**Aufgabenstellung**
Schreibe bitte den folgenden Artikel über die neue Urheberrechtsrichtlinie im Anschluss an seinen letzten Satz weiter.

**Vorliegender Text**

============

EDRi-gram

EDRi-gram 17.7, 10. April 2019

  1. Filter sind drin
  2. Regulierung terroristischer Inhalte: Erfolgreiche „Schadenskontrolle“ durch das LIBE-Komitee
  3. Öffentliche Kampagnen zu digitalen Rechten: Zuordnung der Bedürfnisse
  4. UK: Strategie gegen Online-Schädigungen muss Grundrechte integrieren

Filter sind drin

Von Diego Naranjo

Am 26. März 2019 verabschiedete das Europäische Parlament (EP) die neue Urheberrechtsrichtlinie. Die Musikindustrie und die Verwertungsgesellschaften feierten es als Sieg für Autoren und Schöpfer, obwohl die tatsächlichen Autoren (zusammen mit anderen Gruppen der Zivilgesellschaft) von dem Ergebnis enttäuscht waren.

============

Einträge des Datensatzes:
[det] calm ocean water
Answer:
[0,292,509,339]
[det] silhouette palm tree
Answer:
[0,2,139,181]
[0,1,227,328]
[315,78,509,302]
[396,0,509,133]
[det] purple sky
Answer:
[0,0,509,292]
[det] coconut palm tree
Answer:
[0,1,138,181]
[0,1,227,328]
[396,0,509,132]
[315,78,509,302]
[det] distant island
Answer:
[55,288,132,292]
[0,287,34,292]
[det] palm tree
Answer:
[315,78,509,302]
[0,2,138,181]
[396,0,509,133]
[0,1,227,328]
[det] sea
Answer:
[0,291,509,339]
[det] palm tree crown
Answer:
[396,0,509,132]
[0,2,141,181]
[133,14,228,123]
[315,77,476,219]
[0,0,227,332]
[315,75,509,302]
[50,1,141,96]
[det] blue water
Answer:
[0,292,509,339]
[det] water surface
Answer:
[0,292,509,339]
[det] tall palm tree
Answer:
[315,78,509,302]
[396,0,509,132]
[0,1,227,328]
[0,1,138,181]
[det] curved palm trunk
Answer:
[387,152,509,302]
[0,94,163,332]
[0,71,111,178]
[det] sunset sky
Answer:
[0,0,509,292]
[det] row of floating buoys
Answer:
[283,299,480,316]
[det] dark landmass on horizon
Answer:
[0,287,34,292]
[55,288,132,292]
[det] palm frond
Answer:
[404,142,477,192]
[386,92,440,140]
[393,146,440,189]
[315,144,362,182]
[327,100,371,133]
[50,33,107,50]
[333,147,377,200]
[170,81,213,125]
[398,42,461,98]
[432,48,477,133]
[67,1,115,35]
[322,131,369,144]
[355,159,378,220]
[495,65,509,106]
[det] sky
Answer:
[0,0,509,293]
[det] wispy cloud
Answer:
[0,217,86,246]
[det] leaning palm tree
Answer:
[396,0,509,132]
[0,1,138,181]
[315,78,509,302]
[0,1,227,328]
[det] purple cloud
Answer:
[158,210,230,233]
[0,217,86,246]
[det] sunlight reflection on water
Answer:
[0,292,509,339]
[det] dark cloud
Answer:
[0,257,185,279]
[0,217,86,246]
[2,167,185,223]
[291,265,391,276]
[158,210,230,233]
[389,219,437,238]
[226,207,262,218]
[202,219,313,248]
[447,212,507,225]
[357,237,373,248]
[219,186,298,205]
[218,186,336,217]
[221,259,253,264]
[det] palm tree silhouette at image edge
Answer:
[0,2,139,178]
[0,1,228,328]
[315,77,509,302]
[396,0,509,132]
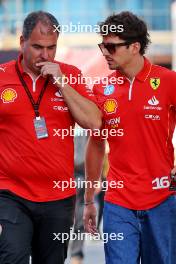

============

**Gelöste Aufgabe**
Artikel 17 der Richtlinie (im vorherigen Textentwurf als Artikel 13 bezeichnet) beinhaltet eine Änderung der Zuständigkeit der Plattformen, die zur Implementierung von Upload-Filtern auf einer Vielzahl von Internetplattformen führen wird. In der Tat stellt Artikel 17 eine Bedrohung für unser Grundrecht auf freie Meinungsäußerung dar.

Wir haben uns sehr bemüht, die Legalisierung des ersten EU-Internetfilters zu stoppen. Lies unten eine Zusammenfassung der Ereignisse.

Es begann alles im Jahr 2002.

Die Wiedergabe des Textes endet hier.